Count the lines in the items below that contain the string "Target", treating uppercase and lowercase letters as distinct. Reply with that number alone.

• Raw data:
☆ ☆ ☆

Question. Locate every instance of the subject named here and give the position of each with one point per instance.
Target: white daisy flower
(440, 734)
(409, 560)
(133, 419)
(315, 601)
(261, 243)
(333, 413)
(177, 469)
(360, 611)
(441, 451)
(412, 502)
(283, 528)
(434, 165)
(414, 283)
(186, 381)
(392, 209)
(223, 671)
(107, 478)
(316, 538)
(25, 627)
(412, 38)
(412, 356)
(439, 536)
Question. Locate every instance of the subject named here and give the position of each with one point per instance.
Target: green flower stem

☆ ☆ ☆

• The response: 2